Below are the entries; output exactly the lines from the one containing "Where can the upper" through the final line, inclusive.

## Begin ROWS

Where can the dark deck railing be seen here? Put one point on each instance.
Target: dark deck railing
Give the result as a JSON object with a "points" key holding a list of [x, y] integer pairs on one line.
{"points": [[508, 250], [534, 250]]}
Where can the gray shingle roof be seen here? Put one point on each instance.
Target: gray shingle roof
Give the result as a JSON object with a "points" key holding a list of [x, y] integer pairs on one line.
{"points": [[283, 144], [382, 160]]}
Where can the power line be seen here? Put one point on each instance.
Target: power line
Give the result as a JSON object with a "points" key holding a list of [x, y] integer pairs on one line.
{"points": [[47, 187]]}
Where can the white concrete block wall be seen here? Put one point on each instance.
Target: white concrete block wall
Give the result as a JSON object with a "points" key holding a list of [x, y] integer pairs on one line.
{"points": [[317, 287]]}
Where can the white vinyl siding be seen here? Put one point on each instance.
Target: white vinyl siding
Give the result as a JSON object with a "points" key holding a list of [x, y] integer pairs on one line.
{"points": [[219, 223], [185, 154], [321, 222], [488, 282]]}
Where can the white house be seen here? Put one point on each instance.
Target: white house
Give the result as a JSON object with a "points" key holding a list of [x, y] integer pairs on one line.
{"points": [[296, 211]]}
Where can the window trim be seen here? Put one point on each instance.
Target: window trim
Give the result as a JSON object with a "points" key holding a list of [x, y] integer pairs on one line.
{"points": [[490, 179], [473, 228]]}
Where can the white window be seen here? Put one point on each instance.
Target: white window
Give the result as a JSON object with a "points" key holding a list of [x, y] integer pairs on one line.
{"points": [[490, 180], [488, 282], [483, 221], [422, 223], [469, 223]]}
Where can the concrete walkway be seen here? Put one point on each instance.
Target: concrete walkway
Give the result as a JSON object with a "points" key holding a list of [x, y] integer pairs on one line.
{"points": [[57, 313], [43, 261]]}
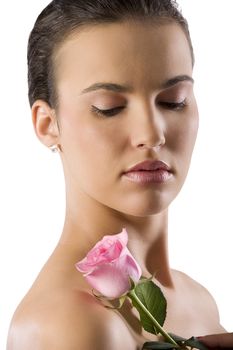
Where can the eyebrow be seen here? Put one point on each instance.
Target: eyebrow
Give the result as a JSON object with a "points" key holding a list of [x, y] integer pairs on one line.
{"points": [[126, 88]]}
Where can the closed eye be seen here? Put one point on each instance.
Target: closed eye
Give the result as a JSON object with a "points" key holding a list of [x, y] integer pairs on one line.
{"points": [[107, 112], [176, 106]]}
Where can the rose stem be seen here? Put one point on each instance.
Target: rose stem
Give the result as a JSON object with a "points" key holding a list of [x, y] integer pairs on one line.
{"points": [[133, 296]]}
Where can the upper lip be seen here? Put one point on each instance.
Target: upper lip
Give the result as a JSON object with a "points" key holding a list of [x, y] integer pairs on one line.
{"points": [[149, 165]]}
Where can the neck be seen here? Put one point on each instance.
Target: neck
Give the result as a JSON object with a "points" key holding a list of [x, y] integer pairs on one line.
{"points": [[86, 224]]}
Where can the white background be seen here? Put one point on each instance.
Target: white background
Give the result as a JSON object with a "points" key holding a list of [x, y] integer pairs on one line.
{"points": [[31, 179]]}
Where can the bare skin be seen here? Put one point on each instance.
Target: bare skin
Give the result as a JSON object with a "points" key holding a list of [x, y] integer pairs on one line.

## End ROWS

### RESULT OF THIS EXERCISE
Where can the upper lip be seen here? Put one point on each instance.
Target: upper lip
Give the result as a JSON object with a "points" key holding a list of [x, y] integer pairs on one line.
{"points": [[149, 165]]}
Where can the neck be seen here? Put one point on each instance.
Target: neck
Give the result as a JSON object with a "points" key holding a list of [x, y] integer pairs on one line.
{"points": [[86, 224]]}
Where can the white background be seen here? Put one point on each instance.
Target: white background
Give the result as a JSON object with a "points" key holding a list of [x, y] integer pairs on one line.
{"points": [[31, 179]]}
Where can the bare skin be seen here? Put one point on each instance.
Target: bare skin
Give the result as a JSON object with a "points" key holding a list of [x, y] integer pairs on one line.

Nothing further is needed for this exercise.